▶ [Objective]:
Rewrite the material from its first line through the line that contains "0 22 400 473", putting "Target object" wherever "Expected content" appears and leaving everything else unchanged.

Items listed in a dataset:
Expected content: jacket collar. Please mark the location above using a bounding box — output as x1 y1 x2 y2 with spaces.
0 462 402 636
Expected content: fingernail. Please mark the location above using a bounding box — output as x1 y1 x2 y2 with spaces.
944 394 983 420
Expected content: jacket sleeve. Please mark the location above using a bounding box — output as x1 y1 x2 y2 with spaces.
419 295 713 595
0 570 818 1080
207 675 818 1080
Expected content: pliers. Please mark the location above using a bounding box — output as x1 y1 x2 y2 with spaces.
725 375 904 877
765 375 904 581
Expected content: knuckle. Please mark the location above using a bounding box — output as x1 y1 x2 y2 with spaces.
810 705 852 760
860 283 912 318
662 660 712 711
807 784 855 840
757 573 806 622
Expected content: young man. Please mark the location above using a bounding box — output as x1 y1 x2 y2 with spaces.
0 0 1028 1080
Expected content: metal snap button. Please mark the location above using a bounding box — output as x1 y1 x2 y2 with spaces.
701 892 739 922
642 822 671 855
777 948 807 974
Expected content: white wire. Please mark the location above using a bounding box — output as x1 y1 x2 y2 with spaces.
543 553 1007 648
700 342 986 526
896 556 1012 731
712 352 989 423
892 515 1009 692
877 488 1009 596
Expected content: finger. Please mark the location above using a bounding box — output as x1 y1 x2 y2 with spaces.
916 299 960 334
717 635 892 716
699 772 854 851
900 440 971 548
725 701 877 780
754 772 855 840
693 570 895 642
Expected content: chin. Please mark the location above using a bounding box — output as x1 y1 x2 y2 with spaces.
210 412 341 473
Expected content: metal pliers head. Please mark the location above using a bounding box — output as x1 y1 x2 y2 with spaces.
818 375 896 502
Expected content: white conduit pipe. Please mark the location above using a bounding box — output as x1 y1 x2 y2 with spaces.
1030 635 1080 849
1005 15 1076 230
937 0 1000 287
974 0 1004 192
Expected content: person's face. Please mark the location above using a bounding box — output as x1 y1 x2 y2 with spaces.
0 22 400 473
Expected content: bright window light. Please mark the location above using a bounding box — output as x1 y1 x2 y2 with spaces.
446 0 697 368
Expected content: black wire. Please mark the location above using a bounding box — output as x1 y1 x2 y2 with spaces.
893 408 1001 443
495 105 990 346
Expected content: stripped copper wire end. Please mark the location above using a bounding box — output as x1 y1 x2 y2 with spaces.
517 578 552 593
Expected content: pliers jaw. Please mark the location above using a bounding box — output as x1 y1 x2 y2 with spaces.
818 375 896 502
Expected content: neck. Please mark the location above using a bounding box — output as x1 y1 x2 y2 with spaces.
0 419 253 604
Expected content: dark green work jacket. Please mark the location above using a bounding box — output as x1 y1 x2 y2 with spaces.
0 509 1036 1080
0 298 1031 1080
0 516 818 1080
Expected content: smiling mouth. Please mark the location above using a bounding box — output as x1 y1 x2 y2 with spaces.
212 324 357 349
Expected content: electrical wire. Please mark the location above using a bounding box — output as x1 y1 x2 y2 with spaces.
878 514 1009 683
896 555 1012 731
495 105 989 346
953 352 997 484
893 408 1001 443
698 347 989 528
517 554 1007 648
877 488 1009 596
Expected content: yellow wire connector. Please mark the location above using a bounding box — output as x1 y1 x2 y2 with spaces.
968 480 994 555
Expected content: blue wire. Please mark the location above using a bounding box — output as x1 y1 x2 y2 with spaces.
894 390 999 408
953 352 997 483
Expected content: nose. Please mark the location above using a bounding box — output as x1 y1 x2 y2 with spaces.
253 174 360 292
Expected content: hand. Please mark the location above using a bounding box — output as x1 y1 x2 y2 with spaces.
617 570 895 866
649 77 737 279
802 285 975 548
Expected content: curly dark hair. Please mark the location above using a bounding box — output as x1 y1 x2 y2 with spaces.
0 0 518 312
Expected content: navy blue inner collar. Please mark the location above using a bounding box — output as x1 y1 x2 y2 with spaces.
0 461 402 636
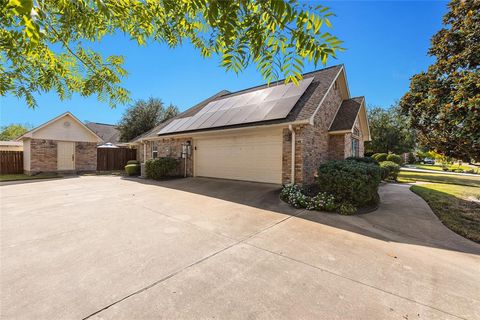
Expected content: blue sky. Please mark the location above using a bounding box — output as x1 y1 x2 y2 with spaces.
0 1 447 126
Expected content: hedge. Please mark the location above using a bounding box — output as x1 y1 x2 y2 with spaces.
145 157 178 180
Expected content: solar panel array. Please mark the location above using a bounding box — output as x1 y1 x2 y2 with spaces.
158 77 313 134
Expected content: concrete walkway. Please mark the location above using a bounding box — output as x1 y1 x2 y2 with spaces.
400 167 480 179
0 176 480 319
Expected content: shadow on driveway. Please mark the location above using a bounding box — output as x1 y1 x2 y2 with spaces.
123 177 480 255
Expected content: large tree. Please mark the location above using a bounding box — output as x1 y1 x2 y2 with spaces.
0 0 342 107
400 0 480 161
0 123 30 141
365 105 415 154
117 98 178 141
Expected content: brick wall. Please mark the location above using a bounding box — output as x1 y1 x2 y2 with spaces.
75 142 97 171
141 138 194 177
26 139 57 174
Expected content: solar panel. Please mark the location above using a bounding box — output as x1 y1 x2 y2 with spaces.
158 78 313 134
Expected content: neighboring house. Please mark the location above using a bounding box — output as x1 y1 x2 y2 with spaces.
85 122 128 148
131 65 370 184
17 112 103 174
0 141 23 151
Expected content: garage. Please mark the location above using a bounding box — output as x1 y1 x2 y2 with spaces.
194 129 282 183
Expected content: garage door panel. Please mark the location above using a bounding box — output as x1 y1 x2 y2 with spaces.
195 130 282 183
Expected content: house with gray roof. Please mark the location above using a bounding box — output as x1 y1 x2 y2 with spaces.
130 65 370 184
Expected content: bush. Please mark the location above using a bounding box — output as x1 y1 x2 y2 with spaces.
317 160 381 207
345 157 378 165
407 152 417 164
125 164 140 176
145 157 178 180
380 161 400 181
387 153 403 166
372 153 388 162
280 185 337 211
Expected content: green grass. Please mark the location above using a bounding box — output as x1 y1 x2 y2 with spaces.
0 173 62 181
398 171 480 187
407 164 480 172
410 183 480 243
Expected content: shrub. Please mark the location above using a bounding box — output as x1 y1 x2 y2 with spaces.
345 157 378 165
125 164 140 176
407 152 417 164
380 161 400 181
372 153 388 162
387 153 403 166
145 157 178 180
317 160 381 207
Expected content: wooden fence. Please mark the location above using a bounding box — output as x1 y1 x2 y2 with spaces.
97 148 137 171
0 151 23 174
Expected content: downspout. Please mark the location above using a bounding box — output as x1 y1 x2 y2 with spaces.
288 124 295 184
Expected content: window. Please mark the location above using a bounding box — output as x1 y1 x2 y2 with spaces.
352 139 360 157
152 144 158 159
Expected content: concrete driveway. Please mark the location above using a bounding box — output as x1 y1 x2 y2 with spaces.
0 176 480 319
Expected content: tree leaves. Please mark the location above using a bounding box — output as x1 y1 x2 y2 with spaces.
0 0 342 107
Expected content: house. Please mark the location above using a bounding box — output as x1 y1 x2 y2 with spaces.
0 141 23 151
17 112 103 174
131 65 370 184
85 122 128 148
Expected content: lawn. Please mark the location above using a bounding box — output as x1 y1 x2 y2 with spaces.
0 173 62 182
410 183 480 243
398 171 480 187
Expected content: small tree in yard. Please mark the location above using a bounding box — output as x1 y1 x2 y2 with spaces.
117 98 178 141
400 0 480 161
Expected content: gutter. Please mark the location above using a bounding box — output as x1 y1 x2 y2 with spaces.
288 124 295 185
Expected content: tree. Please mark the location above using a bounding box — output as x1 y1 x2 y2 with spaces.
0 124 30 141
365 105 415 154
400 0 480 161
117 98 178 141
0 0 342 107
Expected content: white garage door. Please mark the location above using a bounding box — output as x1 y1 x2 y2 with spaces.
194 129 282 183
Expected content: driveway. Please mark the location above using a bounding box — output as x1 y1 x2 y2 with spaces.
0 176 480 319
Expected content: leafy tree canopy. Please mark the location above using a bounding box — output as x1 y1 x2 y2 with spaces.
400 0 480 161
117 98 178 141
0 0 342 107
365 105 415 154
0 124 31 141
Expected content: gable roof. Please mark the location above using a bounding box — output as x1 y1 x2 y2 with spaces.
85 122 120 144
132 65 349 142
15 111 103 142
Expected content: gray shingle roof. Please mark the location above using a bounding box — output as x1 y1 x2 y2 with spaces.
329 97 365 131
132 65 343 142
85 122 120 144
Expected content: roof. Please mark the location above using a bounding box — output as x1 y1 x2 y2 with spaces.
85 122 120 144
329 97 365 131
15 111 103 142
132 65 343 142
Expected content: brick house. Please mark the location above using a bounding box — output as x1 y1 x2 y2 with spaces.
131 65 370 184
17 112 103 175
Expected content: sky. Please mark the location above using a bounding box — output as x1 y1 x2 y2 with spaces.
0 0 447 126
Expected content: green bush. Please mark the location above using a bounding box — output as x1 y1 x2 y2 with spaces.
380 161 400 181
125 164 140 176
372 153 388 162
387 153 403 166
407 152 417 164
317 160 381 207
145 157 178 180
345 157 378 165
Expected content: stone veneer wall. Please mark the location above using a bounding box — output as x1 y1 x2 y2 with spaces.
75 142 97 171
282 82 343 184
25 139 57 174
141 138 195 177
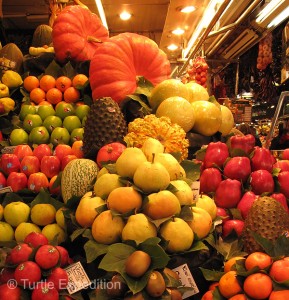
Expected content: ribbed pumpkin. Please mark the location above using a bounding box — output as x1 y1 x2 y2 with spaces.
52 5 109 62
61 158 98 203
31 24 52 47
0 43 23 73
89 33 171 103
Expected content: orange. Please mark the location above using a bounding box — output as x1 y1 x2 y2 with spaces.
72 74 88 87
39 75 56 92
29 88 45 104
269 290 289 300
55 76 72 92
201 291 214 300
245 251 272 271
63 86 80 103
23 75 39 92
71 140 83 158
243 272 273 299
224 256 245 273
219 271 242 298
46 88 63 104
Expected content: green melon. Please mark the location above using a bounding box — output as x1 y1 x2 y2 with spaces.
61 158 98 203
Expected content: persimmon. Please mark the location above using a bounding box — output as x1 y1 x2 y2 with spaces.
245 251 272 271
243 272 273 299
219 271 242 298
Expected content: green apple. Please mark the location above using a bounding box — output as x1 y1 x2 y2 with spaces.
50 127 70 146
29 126 49 144
63 116 82 133
19 104 36 121
37 105 55 121
70 127 84 144
43 116 62 133
9 128 28 146
4 201 30 227
0 222 14 242
23 114 42 132
75 104 90 121
55 101 75 120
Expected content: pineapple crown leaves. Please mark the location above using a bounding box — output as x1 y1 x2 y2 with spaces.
99 238 169 293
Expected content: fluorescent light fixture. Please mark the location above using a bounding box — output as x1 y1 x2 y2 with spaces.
95 0 108 29
180 5 196 14
167 44 179 51
183 0 220 57
119 11 131 21
172 28 185 35
267 6 289 28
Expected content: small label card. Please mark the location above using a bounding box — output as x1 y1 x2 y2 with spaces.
173 264 199 299
65 262 91 295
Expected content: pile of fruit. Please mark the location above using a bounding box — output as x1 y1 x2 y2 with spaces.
0 232 72 300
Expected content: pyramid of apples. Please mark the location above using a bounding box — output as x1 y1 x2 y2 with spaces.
199 134 289 237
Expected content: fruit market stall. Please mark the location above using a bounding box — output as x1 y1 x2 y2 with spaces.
0 5 289 300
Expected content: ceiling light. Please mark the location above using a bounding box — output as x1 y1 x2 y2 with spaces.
167 44 179 51
119 11 131 21
177 5 196 14
172 28 185 35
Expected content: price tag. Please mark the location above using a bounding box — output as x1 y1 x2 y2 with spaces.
0 186 13 194
173 264 199 299
65 262 91 295
191 181 200 202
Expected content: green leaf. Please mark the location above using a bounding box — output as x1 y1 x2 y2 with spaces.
199 267 224 281
84 240 109 263
181 160 201 181
30 188 64 210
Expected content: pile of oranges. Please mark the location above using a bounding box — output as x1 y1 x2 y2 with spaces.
23 74 88 105
201 252 289 300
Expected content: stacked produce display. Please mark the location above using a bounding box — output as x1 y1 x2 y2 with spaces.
0 5 289 300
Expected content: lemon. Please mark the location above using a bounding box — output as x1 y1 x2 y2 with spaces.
185 81 210 102
30 203 56 226
1 70 23 88
156 96 195 132
0 222 14 242
149 79 189 111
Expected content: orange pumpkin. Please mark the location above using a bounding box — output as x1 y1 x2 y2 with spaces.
89 33 171 104
52 5 109 63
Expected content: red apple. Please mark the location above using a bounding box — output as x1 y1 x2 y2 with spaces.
200 168 222 194
0 283 21 300
7 172 28 192
24 232 49 248
24 232 49 248
222 220 244 238
250 170 274 195
282 148 289 160
217 207 231 224
53 144 73 161
13 145 33 161
215 179 242 208
33 144 52 162
270 193 289 213
40 155 61 178
96 142 126 168
273 159 289 172
224 156 251 182
277 171 289 198
20 155 40 177
251 146 275 172
27 172 49 193
0 153 20 176
0 172 7 189
61 154 77 171
204 142 229 168
237 191 259 219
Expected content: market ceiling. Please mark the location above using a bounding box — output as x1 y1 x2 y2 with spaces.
0 0 289 77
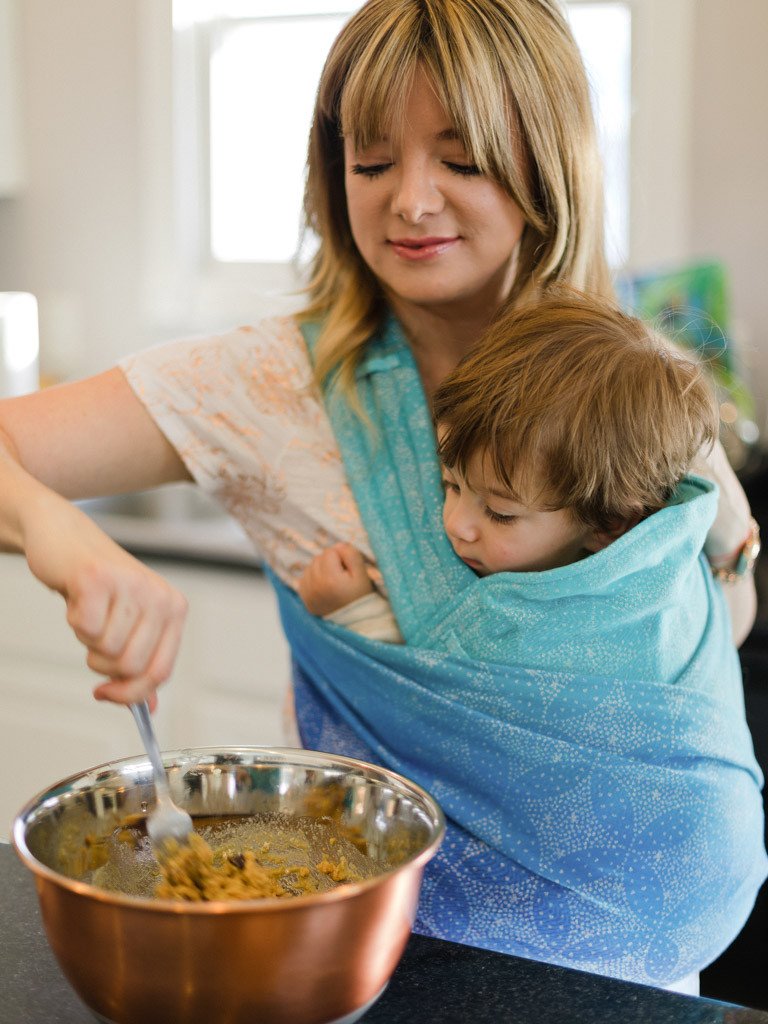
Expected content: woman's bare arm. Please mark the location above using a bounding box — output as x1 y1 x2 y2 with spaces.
0 370 189 509
0 370 189 703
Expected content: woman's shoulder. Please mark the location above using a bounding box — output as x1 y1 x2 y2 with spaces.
120 315 309 367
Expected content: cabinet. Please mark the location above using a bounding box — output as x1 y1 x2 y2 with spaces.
0 557 290 841
0 0 22 198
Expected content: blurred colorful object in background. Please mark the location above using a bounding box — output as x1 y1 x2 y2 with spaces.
616 261 760 470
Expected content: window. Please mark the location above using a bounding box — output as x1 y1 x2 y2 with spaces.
138 0 693 330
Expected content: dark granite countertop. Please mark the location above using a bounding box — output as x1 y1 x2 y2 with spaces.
0 844 768 1024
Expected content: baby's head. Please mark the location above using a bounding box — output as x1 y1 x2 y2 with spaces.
433 289 718 575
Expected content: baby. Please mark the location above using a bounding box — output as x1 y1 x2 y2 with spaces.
299 290 718 642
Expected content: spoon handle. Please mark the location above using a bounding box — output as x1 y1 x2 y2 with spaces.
130 700 170 797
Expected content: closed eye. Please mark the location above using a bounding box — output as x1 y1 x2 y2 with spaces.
485 505 519 523
443 160 482 177
349 164 392 178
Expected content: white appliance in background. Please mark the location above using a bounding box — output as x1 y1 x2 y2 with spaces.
0 292 40 398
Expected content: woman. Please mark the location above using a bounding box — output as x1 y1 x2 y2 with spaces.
0 0 765 983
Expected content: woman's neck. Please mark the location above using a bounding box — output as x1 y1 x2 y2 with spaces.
391 299 499 395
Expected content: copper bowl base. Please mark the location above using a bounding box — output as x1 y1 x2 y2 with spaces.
13 746 444 1024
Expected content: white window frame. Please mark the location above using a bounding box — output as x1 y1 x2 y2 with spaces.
139 0 695 339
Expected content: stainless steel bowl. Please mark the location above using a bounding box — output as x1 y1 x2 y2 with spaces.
13 748 444 1024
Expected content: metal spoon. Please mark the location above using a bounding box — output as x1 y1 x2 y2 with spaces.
130 700 193 853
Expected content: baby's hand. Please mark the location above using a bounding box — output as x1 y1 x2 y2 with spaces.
299 544 374 615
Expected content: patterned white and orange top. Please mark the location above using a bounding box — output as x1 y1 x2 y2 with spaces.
120 316 750 590
120 317 374 588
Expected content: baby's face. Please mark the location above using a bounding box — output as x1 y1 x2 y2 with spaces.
442 456 602 577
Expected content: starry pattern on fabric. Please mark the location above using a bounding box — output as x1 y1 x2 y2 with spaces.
286 318 766 984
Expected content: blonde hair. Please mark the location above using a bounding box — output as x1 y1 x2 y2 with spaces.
300 0 613 394
433 288 718 529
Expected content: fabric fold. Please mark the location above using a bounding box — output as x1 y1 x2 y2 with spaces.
288 318 766 983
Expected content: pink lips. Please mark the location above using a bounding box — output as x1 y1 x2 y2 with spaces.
389 236 459 260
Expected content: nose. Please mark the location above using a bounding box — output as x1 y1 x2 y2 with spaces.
392 158 443 224
442 496 480 544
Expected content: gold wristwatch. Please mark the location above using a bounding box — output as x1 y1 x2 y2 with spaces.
712 519 760 583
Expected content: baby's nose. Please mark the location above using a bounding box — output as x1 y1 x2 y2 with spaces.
443 506 480 544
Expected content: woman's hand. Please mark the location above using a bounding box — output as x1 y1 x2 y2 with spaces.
298 544 374 615
24 492 186 705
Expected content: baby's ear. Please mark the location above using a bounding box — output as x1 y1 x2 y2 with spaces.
585 513 642 554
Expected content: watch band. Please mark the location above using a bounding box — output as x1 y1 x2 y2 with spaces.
712 519 760 583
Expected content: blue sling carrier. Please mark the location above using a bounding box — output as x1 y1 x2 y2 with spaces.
272 318 766 984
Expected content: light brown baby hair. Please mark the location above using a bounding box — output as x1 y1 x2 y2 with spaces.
433 288 718 529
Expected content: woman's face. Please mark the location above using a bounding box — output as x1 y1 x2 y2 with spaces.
344 72 524 316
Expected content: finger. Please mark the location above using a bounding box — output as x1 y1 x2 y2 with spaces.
93 677 157 708
96 598 141 659
339 544 366 573
86 614 167 679
67 587 112 645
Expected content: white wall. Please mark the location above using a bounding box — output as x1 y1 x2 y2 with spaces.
0 0 142 376
0 0 768 427
690 0 768 432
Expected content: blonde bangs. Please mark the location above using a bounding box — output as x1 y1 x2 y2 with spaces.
300 0 613 403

▶ [Output below]:
Target object: jacket collar. Please mark the location above using a bounding box — output as x1 y1 x2 y2 with spaces.
0 462 402 636
Target object: fingernail. Please mark the location above using a bounding box — output as x1 y1 x2 y2 with spaces.
944 394 983 420
Target object: jacket sleeve. Please mark the location above using a bounding box — output as x1 y1 x2 y2 with spaces.
419 295 713 595
0 570 818 1080
207 675 818 1080
Target object: pliers. Please mark the location above using a bounding box — output as x1 y1 x2 y2 with spaces.
725 375 904 877
765 375 904 581
Target object: knuckle. Please mark the location above using a bounding box — output as x1 y1 x2 y2 with spaces.
810 705 852 760
860 283 912 318
662 660 712 711
807 784 855 840
757 573 806 622
Target object: young man. Please mark the location above using a bounding box — output as x1 y1 x2 y2 with spaces.
0 0 1028 1080
Target object: metal snap button. Please mark the location above using a bounding box — output as x1 y1 x2 y2 with spaces.
701 892 739 922
642 822 671 855
777 948 807 974
Target object: white wire. Please mark the location above using a bounding box — output as x1 y1 x2 y2 with spaces.
543 553 1007 648
700 342 986 526
896 556 1012 731
712 352 989 423
892 515 1009 692
877 488 1009 596
Target object: finger. Please mark the location above using a bounding box — output as x1 y1 x2 y2 with spaces.
916 299 960 334
717 635 892 716
699 772 854 851
900 440 971 548
725 701 877 780
754 772 855 840
693 570 895 642
Target object: chin. Please mark the location above using a bounding box — output as x1 y1 x2 y2 with spaces.
210 412 341 473
Target object: metal pliers head. Please mark the location above using a bounding box — output as x1 y1 x2 y2 with spaces.
818 375 896 502
Target object: white conduit pipe. Please mark the location above using a bounding box — output as x1 y1 x2 y2 with spaces.
1030 635 1080 849
1005 15 1076 230
937 0 1000 287
974 0 1004 192
Target object: person's face. Please mark the location above using a bounding box — output as x1 y1 x2 y2 with spaces.
0 22 400 473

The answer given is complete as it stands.